▶ **Task goal**:
Count the lines in the listing below that contain the string "skier", matching case exactly, and give only that number.

-------- Records shown --------

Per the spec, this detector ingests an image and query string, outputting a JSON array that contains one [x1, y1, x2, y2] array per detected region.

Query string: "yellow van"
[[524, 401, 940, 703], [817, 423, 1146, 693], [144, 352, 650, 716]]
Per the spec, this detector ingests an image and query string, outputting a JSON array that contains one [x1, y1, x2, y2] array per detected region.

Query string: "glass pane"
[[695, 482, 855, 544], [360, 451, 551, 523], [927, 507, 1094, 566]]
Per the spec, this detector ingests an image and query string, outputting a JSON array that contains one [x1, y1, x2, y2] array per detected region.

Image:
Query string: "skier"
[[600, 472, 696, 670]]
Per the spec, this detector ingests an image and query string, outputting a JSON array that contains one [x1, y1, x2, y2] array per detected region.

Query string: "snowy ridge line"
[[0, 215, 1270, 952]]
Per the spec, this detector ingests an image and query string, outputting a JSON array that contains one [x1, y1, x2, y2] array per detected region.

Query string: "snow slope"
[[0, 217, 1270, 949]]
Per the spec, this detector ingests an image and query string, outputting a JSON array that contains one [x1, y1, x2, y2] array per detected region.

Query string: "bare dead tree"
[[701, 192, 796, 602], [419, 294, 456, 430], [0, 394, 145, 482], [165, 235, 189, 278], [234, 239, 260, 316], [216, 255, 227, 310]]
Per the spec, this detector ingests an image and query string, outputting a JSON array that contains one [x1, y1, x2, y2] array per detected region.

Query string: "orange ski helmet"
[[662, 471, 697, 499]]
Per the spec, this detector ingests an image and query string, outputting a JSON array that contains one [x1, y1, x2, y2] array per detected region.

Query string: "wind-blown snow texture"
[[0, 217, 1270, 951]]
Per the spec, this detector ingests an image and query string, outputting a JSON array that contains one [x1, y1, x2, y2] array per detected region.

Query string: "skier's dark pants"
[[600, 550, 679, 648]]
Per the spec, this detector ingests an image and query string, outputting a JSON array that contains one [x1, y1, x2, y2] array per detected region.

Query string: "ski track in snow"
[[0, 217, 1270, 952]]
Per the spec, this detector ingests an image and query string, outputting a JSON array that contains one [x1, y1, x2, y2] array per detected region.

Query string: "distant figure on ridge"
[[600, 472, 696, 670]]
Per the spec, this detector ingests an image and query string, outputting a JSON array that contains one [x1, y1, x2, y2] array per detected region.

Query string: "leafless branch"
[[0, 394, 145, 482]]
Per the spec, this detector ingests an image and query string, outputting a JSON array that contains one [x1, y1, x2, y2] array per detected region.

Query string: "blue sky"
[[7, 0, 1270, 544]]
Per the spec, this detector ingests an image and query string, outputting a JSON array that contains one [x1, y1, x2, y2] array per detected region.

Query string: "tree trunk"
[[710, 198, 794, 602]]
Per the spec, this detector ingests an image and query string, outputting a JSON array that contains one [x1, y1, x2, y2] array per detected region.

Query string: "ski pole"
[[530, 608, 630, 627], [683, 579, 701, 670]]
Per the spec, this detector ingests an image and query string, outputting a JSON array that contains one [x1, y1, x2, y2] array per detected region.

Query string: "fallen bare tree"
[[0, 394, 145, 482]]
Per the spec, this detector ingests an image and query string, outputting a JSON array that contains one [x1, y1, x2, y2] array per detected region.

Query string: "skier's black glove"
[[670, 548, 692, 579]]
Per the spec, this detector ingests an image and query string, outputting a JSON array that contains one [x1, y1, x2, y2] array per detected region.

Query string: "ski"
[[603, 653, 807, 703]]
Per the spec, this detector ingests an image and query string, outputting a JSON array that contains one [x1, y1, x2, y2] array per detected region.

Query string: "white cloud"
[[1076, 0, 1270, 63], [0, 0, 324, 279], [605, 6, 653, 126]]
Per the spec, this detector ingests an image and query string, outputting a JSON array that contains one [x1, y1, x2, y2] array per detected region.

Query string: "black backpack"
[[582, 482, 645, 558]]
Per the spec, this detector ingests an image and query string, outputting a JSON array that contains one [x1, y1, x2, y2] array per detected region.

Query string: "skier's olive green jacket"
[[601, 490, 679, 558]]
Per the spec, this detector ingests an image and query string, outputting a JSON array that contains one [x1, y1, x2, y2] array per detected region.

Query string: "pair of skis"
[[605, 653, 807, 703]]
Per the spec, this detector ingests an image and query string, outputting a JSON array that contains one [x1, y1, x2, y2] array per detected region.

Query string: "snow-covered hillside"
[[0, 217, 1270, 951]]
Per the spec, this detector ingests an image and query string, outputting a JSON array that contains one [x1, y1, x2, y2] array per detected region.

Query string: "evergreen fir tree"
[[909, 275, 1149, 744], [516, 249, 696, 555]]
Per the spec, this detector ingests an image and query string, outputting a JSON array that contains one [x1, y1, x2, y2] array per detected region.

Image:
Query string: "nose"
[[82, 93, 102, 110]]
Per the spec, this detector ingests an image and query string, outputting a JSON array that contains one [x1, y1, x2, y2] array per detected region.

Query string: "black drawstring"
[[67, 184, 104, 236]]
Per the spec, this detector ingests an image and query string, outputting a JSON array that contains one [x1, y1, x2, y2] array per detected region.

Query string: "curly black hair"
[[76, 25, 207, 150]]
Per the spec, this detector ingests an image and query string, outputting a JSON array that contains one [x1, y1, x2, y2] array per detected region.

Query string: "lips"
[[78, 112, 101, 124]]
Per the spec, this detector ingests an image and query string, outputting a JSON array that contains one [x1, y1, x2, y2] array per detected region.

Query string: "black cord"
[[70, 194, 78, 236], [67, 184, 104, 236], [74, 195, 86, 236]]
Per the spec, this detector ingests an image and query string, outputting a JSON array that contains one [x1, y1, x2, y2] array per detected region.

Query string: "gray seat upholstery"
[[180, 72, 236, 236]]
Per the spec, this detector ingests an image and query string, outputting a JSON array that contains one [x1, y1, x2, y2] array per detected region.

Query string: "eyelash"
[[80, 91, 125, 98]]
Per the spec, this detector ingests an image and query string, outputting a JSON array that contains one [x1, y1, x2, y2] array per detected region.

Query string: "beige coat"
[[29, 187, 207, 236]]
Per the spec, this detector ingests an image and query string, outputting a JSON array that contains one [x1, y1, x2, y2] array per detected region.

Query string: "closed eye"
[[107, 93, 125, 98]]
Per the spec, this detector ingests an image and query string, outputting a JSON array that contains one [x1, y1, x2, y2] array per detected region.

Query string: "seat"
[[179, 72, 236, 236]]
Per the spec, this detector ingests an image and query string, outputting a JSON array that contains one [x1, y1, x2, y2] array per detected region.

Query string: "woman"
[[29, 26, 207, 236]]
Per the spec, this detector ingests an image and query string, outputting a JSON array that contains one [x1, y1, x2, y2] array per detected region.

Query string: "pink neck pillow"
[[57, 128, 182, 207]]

--------

▶ **Output**:
4